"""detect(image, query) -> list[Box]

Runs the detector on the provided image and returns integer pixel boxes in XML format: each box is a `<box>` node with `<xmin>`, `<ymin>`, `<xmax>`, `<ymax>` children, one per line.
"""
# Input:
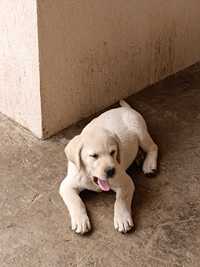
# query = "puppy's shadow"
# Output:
<box><xmin>126</xmin><ymin>149</ymin><xmax>160</xmax><ymax>232</ymax></box>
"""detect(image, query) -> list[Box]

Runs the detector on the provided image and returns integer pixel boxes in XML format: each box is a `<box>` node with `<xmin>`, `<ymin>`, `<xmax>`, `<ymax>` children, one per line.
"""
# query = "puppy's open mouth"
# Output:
<box><xmin>93</xmin><ymin>177</ymin><xmax>111</xmax><ymax>192</ymax></box>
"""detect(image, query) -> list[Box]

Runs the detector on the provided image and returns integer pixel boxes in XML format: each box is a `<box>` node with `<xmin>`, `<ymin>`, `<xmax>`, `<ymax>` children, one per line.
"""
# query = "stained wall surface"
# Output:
<box><xmin>0</xmin><ymin>1</ymin><xmax>200</xmax><ymax>138</ymax></box>
<box><xmin>37</xmin><ymin>0</ymin><xmax>200</xmax><ymax>137</ymax></box>
<box><xmin>0</xmin><ymin>0</ymin><xmax>41</xmax><ymax>137</ymax></box>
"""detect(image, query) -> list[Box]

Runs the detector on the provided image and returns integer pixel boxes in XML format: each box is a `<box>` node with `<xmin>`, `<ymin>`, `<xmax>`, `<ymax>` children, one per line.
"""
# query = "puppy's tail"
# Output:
<box><xmin>119</xmin><ymin>99</ymin><xmax>132</xmax><ymax>109</ymax></box>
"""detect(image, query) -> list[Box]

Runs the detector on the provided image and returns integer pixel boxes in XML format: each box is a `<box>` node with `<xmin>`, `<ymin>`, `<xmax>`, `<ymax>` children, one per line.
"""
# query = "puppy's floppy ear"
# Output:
<box><xmin>113</xmin><ymin>134</ymin><xmax>121</xmax><ymax>164</ymax></box>
<box><xmin>64</xmin><ymin>135</ymin><xmax>83</xmax><ymax>170</ymax></box>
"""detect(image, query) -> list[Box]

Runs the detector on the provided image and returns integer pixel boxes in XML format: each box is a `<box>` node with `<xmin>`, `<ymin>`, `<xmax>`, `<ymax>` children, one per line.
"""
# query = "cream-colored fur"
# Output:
<box><xmin>59</xmin><ymin>100</ymin><xmax>158</xmax><ymax>234</ymax></box>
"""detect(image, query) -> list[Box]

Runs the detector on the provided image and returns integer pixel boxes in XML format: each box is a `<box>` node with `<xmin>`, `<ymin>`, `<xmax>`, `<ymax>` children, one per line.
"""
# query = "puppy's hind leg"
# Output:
<box><xmin>59</xmin><ymin>179</ymin><xmax>91</xmax><ymax>234</ymax></box>
<box><xmin>138</xmin><ymin>130</ymin><xmax>158</xmax><ymax>176</ymax></box>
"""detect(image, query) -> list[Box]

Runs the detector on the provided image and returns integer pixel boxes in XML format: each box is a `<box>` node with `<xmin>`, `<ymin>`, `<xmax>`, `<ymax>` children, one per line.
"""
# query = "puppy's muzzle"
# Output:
<box><xmin>105</xmin><ymin>167</ymin><xmax>116</xmax><ymax>178</ymax></box>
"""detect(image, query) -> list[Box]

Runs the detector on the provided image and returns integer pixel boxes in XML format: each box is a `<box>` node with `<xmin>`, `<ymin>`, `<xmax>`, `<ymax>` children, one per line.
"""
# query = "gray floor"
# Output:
<box><xmin>1</xmin><ymin>64</ymin><xmax>200</xmax><ymax>267</ymax></box>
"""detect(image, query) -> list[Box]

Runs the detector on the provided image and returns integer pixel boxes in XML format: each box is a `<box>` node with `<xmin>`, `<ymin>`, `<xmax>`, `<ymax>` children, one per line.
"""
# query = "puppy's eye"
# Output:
<box><xmin>90</xmin><ymin>153</ymin><xmax>99</xmax><ymax>159</ymax></box>
<box><xmin>110</xmin><ymin>150</ymin><xmax>115</xmax><ymax>156</ymax></box>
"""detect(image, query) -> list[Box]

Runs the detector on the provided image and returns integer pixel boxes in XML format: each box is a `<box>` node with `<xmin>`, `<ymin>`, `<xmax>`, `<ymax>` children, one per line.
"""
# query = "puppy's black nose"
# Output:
<box><xmin>105</xmin><ymin>167</ymin><xmax>116</xmax><ymax>178</ymax></box>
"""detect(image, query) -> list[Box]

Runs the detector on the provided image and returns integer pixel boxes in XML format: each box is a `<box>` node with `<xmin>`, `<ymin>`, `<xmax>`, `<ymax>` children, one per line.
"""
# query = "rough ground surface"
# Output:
<box><xmin>0</xmin><ymin>64</ymin><xmax>200</xmax><ymax>267</ymax></box>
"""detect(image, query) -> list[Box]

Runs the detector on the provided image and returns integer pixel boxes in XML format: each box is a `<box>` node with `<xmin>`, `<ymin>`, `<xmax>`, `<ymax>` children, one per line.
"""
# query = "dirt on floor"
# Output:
<box><xmin>0</xmin><ymin>63</ymin><xmax>200</xmax><ymax>267</ymax></box>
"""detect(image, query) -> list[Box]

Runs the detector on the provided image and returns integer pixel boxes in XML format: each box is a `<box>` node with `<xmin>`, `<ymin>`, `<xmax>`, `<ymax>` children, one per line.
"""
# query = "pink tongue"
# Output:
<box><xmin>97</xmin><ymin>179</ymin><xmax>110</xmax><ymax>191</ymax></box>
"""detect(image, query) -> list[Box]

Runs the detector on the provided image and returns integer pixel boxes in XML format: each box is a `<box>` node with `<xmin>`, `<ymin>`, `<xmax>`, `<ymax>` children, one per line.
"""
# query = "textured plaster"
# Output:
<box><xmin>37</xmin><ymin>0</ymin><xmax>200</xmax><ymax>137</ymax></box>
<box><xmin>0</xmin><ymin>0</ymin><xmax>41</xmax><ymax>137</ymax></box>
<box><xmin>0</xmin><ymin>1</ymin><xmax>200</xmax><ymax>138</ymax></box>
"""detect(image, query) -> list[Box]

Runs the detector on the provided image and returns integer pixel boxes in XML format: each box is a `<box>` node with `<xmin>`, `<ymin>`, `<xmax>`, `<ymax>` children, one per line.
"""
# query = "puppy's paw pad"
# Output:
<box><xmin>114</xmin><ymin>213</ymin><xmax>134</xmax><ymax>233</ymax></box>
<box><xmin>71</xmin><ymin>214</ymin><xmax>91</xmax><ymax>234</ymax></box>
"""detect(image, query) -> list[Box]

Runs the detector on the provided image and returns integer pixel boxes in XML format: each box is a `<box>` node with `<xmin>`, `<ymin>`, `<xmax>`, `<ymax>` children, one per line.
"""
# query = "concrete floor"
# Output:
<box><xmin>1</xmin><ymin>64</ymin><xmax>200</xmax><ymax>267</ymax></box>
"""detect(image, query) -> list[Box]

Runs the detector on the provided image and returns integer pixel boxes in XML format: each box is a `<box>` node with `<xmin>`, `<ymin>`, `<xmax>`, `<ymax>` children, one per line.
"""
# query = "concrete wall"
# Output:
<box><xmin>37</xmin><ymin>0</ymin><xmax>200</xmax><ymax>138</ymax></box>
<box><xmin>0</xmin><ymin>1</ymin><xmax>200</xmax><ymax>138</ymax></box>
<box><xmin>0</xmin><ymin>0</ymin><xmax>41</xmax><ymax>137</ymax></box>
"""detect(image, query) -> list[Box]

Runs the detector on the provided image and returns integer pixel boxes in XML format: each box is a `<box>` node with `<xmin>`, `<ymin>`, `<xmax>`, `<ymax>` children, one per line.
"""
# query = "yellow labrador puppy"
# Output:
<box><xmin>59</xmin><ymin>100</ymin><xmax>158</xmax><ymax>234</ymax></box>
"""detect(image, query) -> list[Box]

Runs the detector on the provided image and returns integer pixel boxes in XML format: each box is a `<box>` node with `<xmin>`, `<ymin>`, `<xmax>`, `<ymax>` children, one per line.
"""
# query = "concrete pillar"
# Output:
<box><xmin>1</xmin><ymin>0</ymin><xmax>200</xmax><ymax>138</ymax></box>
<box><xmin>0</xmin><ymin>0</ymin><xmax>41</xmax><ymax>137</ymax></box>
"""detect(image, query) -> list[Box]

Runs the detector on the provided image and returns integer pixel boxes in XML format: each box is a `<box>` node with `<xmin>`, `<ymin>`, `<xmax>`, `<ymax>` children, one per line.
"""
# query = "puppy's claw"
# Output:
<box><xmin>145</xmin><ymin>169</ymin><xmax>157</xmax><ymax>177</ymax></box>
<box><xmin>114</xmin><ymin>213</ymin><xmax>134</xmax><ymax>233</ymax></box>
<box><xmin>71</xmin><ymin>214</ymin><xmax>91</xmax><ymax>235</ymax></box>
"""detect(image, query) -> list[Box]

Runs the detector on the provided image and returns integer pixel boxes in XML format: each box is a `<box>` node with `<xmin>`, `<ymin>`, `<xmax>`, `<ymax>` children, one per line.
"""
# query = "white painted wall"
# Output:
<box><xmin>0</xmin><ymin>0</ymin><xmax>200</xmax><ymax>138</ymax></box>
<box><xmin>37</xmin><ymin>0</ymin><xmax>200</xmax><ymax>137</ymax></box>
<box><xmin>0</xmin><ymin>0</ymin><xmax>41</xmax><ymax>137</ymax></box>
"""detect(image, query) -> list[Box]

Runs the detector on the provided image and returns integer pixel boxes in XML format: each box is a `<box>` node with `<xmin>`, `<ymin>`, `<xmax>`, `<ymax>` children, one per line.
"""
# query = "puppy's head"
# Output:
<box><xmin>65</xmin><ymin>128</ymin><xmax>121</xmax><ymax>191</ymax></box>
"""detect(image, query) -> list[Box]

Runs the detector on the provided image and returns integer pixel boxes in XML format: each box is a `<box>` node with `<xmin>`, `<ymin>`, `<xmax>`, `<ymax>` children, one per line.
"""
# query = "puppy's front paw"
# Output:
<box><xmin>71</xmin><ymin>213</ymin><xmax>91</xmax><ymax>234</ymax></box>
<box><xmin>142</xmin><ymin>156</ymin><xmax>157</xmax><ymax>176</ymax></box>
<box><xmin>114</xmin><ymin>211</ymin><xmax>134</xmax><ymax>233</ymax></box>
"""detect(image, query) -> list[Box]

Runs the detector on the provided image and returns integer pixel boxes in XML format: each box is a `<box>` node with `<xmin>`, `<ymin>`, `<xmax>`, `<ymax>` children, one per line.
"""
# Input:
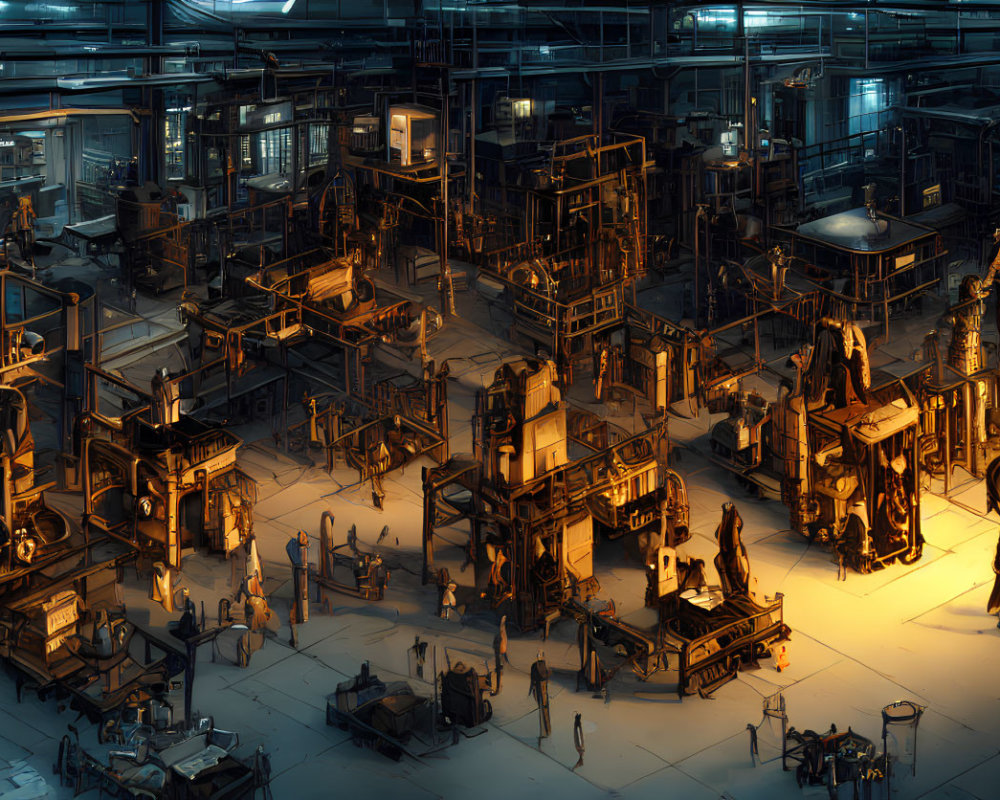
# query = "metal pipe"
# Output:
<box><xmin>864</xmin><ymin>9</ymin><xmax>870</xmax><ymax>71</ymax></box>
<box><xmin>899</xmin><ymin>124</ymin><xmax>906</xmax><ymax>216</ymax></box>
= = = =
- **Exercise requirements**: Only the lines that contain the word "wall" should be copied from the material.

- **Answer box**:
# query = "stained wall surface"
# query = "concrete wall"
# query = "white painted wall"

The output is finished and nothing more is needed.